◆ **Do this**
Are you able to retype all the records below exactly?

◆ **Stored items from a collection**
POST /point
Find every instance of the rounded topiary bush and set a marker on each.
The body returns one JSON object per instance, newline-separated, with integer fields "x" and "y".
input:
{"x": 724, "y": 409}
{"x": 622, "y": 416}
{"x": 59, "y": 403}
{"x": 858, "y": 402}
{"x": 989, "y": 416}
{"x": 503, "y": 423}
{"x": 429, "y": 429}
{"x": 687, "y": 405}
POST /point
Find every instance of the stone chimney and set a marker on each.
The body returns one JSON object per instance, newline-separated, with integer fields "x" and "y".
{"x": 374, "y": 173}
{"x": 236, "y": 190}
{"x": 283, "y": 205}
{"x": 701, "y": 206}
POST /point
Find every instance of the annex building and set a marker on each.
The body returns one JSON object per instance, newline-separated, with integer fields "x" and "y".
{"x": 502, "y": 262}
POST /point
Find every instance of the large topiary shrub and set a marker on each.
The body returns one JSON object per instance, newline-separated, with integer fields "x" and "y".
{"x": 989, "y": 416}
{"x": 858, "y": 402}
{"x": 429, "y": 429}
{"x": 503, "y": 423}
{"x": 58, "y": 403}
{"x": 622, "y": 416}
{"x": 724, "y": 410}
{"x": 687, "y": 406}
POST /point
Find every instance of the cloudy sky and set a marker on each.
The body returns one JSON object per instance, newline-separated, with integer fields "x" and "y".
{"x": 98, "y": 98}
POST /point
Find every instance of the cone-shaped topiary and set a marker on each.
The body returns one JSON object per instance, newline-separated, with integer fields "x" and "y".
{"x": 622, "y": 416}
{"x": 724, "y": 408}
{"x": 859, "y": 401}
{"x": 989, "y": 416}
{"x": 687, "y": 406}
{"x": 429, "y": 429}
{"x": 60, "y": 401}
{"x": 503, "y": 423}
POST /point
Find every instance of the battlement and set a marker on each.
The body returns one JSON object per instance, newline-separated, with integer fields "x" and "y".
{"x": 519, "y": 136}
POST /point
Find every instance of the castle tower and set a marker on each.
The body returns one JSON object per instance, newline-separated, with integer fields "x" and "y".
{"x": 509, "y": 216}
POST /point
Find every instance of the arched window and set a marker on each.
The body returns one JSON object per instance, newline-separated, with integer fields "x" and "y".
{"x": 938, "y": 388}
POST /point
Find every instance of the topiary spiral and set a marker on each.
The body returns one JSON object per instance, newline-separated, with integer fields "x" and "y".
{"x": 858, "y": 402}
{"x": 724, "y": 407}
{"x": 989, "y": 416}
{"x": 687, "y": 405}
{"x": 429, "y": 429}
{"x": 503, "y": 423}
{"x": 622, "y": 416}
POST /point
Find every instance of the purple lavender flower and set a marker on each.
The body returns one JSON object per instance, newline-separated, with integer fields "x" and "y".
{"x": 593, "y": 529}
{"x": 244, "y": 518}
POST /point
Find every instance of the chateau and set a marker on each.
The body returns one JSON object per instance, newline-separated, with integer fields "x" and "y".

◆ **Response to the task**
POST /point
Find every instance of the rounded topiary bush and set a marker on each.
The body returns one JSON object per instance, newline-separated, with integer fields "x" and "y".
input:
{"x": 724, "y": 409}
{"x": 622, "y": 416}
{"x": 59, "y": 403}
{"x": 858, "y": 402}
{"x": 989, "y": 416}
{"x": 503, "y": 423}
{"x": 429, "y": 429}
{"x": 687, "y": 405}
POST /point
Find every instance of the stone chimney and set a marker on each.
The body returns one JSON object per instance, newline-separated, with integer fields "x" and "y".
{"x": 374, "y": 173}
{"x": 236, "y": 190}
{"x": 283, "y": 205}
{"x": 701, "y": 206}
POST /point
Find every instance of the annex building and set a marker on each.
The body returns one JSON object per instance, newline-separated, with integer fields "x" and "y".
{"x": 502, "y": 262}
POST /point
Find every instance of the large topiary shrub and set a marker on each.
The body returns one JSON object per instance, newline-separated, with integer fields "x" and "y".
{"x": 989, "y": 416}
{"x": 858, "y": 402}
{"x": 429, "y": 429}
{"x": 503, "y": 423}
{"x": 58, "y": 403}
{"x": 622, "y": 416}
{"x": 724, "y": 410}
{"x": 687, "y": 406}
POST /point
Find every instance of the cloudy sky and set a marker on each.
The body returns one JSON object per instance, newline-separated, with integer fields "x" and "y".
{"x": 98, "y": 98}
POST /point
Find every instance of the cone-shaped topiary and set a marker on each.
The body returns one JSON object per instance, newline-separated, with integer fields "x" and "y".
{"x": 622, "y": 416}
{"x": 724, "y": 408}
{"x": 859, "y": 401}
{"x": 989, "y": 416}
{"x": 687, "y": 406}
{"x": 429, "y": 429}
{"x": 60, "y": 401}
{"x": 503, "y": 423}
POST /point
Find every instance of the battlement and set a marker on each.
The body returns one JSON object per instance, newline-separated, with integer fields "x" and "y".
{"x": 519, "y": 136}
POST /point
Find every instance of the castle tower and set a marker on each.
The body returns one JSON object per instance, newline-separated, with integer fields "x" and "y".
{"x": 509, "y": 216}
POST /point
Find every instance of the arched window and set a marker on each.
The body returns one JSON object per instance, newline-separated, with integer fields "x" and "y".
{"x": 938, "y": 388}
POST /point
Find every instance of the topiary spiral and set a marker on each.
The body returns one JSON object per instance, newline-separated, with integer fields "x" and "y".
{"x": 858, "y": 402}
{"x": 724, "y": 407}
{"x": 989, "y": 416}
{"x": 687, "y": 405}
{"x": 429, "y": 429}
{"x": 503, "y": 423}
{"x": 622, "y": 416}
POST /point
Find every instance of the purple lavender flower and set a marker on each.
The body returns one JSON object per instance, newline-separated, with integer fields "x" and "y".
{"x": 593, "y": 529}
{"x": 244, "y": 518}
POST /point
Find every instance of the chateau and set a marker on each.
The body returns one JSON object per instance, newline-separated, with integer fields "x" and "y".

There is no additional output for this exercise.